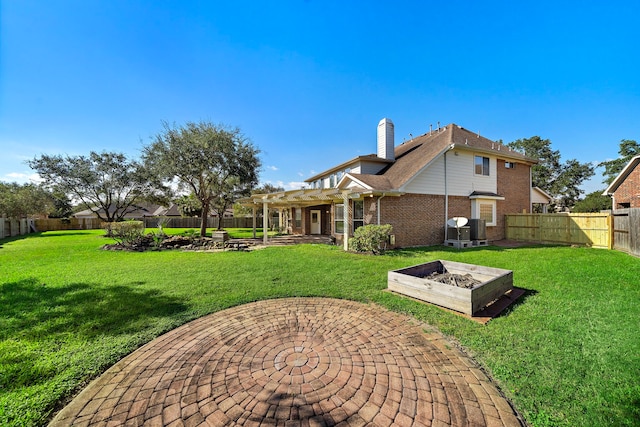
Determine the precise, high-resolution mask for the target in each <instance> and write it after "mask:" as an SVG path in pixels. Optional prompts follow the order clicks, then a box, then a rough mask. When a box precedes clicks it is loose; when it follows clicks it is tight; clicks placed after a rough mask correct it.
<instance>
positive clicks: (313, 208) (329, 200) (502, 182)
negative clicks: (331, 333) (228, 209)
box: [243, 119, 537, 247]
========================================
What is needed: Reproduce the entries above line for line, without changing any characters, and leave out the pictures.

Your response:
Determine the precise, high-resolution mask for the target in each <instance> and write it after "mask:" as an SVG path in pixels. Optional prompts follow the order clicks, then a box, then a rough mask. When a box precedes clicks it is loose; when it follows clicks it is tight; clicks placed after a rough mask correct it.
<instance>
positive clicks: (313, 208) (329, 200) (502, 182)
negative clicks: (331, 333) (228, 209)
box: [243, 119, 537, 247]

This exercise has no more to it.